__Work to complete__
Retype the material below word for word, leaving out the pictures.

__Entries provided__

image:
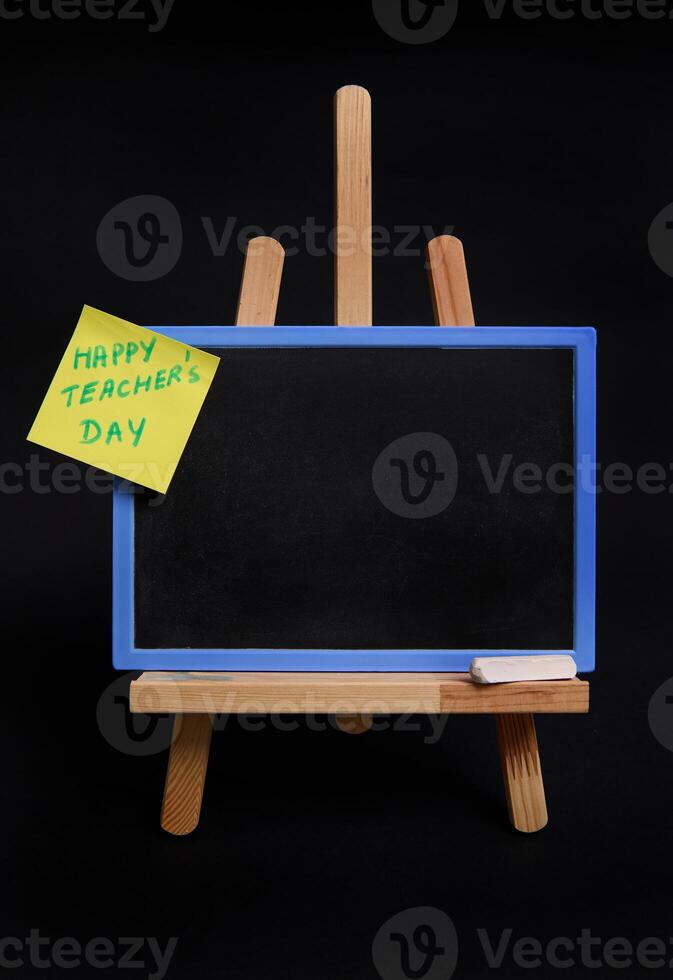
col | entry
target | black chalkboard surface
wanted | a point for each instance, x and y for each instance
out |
(344, 498)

__Answer to the task__
image:
col | entry
target | black chalkboard surface
wanted | a point for each instance, x and y for each instance
out |
(344, 498)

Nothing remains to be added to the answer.